> _TEXT BLOCK_:
15 Feb 2025

Tick for 'short' bootcamp review too soon - children's commissioner

8:19 pm on 15 February 2025
Men standing in uniform, boot camp style.

A positive initial review of a pilot year-long youth justice boot camp - after its first three months - is not enough to count the plan as a success, the chief children's commissioner says. Photo: 123RF

  • The children's commissioner says an independent evaluation of the government's military style academies for youth justice offenders is not enough to condone the approach
  • Those children and young people have experienced abuse, trauma, and neglect, and a military approach does more harm than good, she says
  • The "short, initial evaluation" covered only the three months residential component of the year-long programme
  • No evidence internationally or locally that the approach works in the long term, and the government should focus on prevention and rehabilitative programmes.

The government should not push ahead to enshrine military style academies into youth justice law, the children's commissioner says, despite its first bootcamp getting a glowing report.

Oranga Tamariki has released the first independent evaluation of the first trial camp, which was held last year in Palmerston North.

The report rates the pilot well compared with a regular programme at a youth justice facility, saying it was good for rangatahi.

Chief Children's Commissioner Dr Claire Achmad said work needed to be done in the youth justice system to prevent offending but a military-style approach to youth justice "is simply not needed".

There was no evidence that the approach worked in the long term, and the government should focus on prevention and rehabilitative programmes, she added.

"The fact remains that the government should not be progressing with writing a military-style Academy into our youth justice law. There is no evidence that military approaches to youth justice work in the long term, and the government can and must focus instead on investing in prevention and rehabilitative pro programmes that will help young people to get back on to that more positive pathway."

The "short, initial evaluation" covered only the three months residential component of the year-long programme, she said: "It's not enough to go on. The government must not progress any further right now with this military style approach to youth justice, it's not needed now. It's not needed in the future.

"We know what works and that is focusing on prevention, early intervention and rehabilitative approaches to justice so young people can be on a more positive pathway in the future."

The children and young people who were in the youth justice system had experienced "abuse, trauma, neglect and high deprivation in their life", she said.

"Disciplinary approaches, without fully addressing trauma, mental health and whānau needs, does not create lasting change. Evidence shows it can cause more harm.

"It will take time to really help these young people to be on a more positive pathway, and the evidence shows that community based, therapeutic, preventative and restorative justice coaches are what works, not putting young people into youth justice institutions for longer periods of time."

Achmad said the government should invest in intensively resourcing support. "So that every young person in our justice system has wrap-around, rehabilitative support, not this military style academy programme. [It] simply isn't necessary."

> _ACTIVITY_:
According to the news article on the youth justice boot camp, where was the first trial camp held?

> _DATA_:
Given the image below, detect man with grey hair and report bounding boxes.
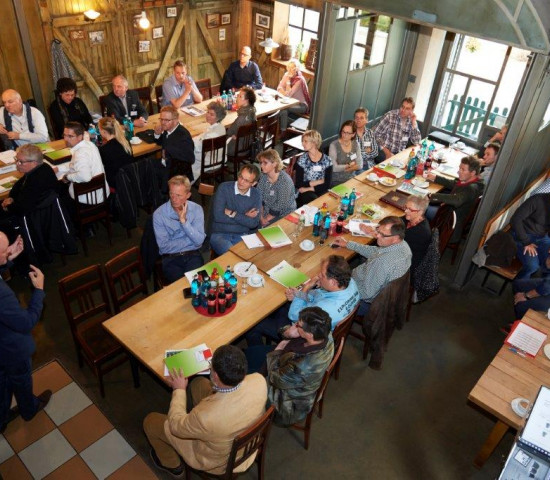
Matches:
[0,89,49,148]
[103,75,149,127]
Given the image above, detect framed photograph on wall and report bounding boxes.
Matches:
[206,13,220,28]
[256,13,271,28]
[153,27,164,38]
[138,40,151,53]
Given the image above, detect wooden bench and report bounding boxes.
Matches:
[478,170,550,295]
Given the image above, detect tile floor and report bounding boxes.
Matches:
[0,360,156,480]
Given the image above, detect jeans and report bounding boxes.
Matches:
[210,233,245,255]
[0,358,40,427]
[513,233,550,280]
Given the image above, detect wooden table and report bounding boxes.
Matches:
[468,310,550,468]
[103,252,286,380]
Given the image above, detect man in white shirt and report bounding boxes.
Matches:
[58,122,109,203]
[0,89,50,148]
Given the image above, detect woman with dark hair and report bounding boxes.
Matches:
[227,87,256,155]
[98,117,134,191]
[50,78,92,139]
[328,120,363,186]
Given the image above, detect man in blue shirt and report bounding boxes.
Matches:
[220,47,263,92]
[162,60,202,108]
[153,175,206,283]
[246,255,361,346]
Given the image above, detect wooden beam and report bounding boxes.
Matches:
[196,15,225,78]
[53,27,103,99]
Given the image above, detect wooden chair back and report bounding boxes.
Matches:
[105,247,148,313]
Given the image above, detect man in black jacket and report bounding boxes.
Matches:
[103,75,149,127]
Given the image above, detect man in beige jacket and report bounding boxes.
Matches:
[143,345,267,477]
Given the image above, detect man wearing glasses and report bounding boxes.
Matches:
[220,46,263,92]
[210,164,262,255]
[333,216,412,315]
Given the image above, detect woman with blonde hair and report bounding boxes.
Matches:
[98,117,134,191]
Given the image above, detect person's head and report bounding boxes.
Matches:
[206,102,227,125]
[319,255,351,292]
[239,45,252,67]
[483,143,500,167]
[15,143,44,173]
[174,60,187,85]
[340,120,357,140]
[237,163,260,193]
[376,216,405,247]
[113,75,128,98]
[353,107,369,129]
[168,175,191,211]
[63,122,84,148]
[405,195,430,223]
[302,130,323,152]
[296,307,331,340]
[399,97,414,118]
[458,156,481,182]
[256,148,285,173]
[212,345,248,387]
[55,77,77,104]
[2,88,23,115]
[237,87,256,108]
[159,105,180,132]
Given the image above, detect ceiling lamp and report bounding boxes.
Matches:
[260,37,279,55]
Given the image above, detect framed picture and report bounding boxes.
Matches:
[88,30,105,45]
[153,27,164,38]
[138,40,151,53]
[256,13,271,28]
[206,13,220,28]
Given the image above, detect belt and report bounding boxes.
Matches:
[161,250,201,258]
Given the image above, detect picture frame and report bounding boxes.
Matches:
[138,40,151,53]
[153,26,164,39]
[88,30,105,45]
[256,13,271,30]
[206,13,220,28]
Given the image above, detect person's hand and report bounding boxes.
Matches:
[169,368,188,390]
[8,235,24,260]
[29,265,44,290]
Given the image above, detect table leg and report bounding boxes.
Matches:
[474,420,510,468]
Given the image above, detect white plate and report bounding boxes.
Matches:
[233,262,258,278]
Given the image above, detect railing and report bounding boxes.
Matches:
[441,94,509,139]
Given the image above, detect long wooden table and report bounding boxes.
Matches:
[468,310,550,468]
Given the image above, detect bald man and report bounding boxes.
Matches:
[220,46,263,92]
[0,89,50,149]
[0,232,52,433]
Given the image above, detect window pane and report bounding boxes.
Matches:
[288,5,304,27]
[304,10,319,32]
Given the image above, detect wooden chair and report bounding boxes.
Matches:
[185,405,275,480]
[73,173,113,256]
[227,122,258,180]
[58,265,139,397]
[332,304,359,380]
[195,78,213,100]
[290,337,344,450]
[105,247,148,313]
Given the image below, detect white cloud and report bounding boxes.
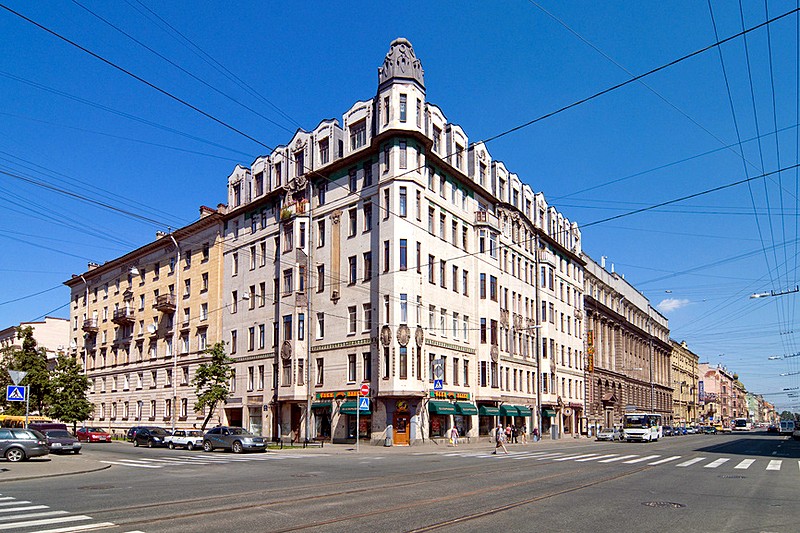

> _ANSWER SECTION_:
Palmerston North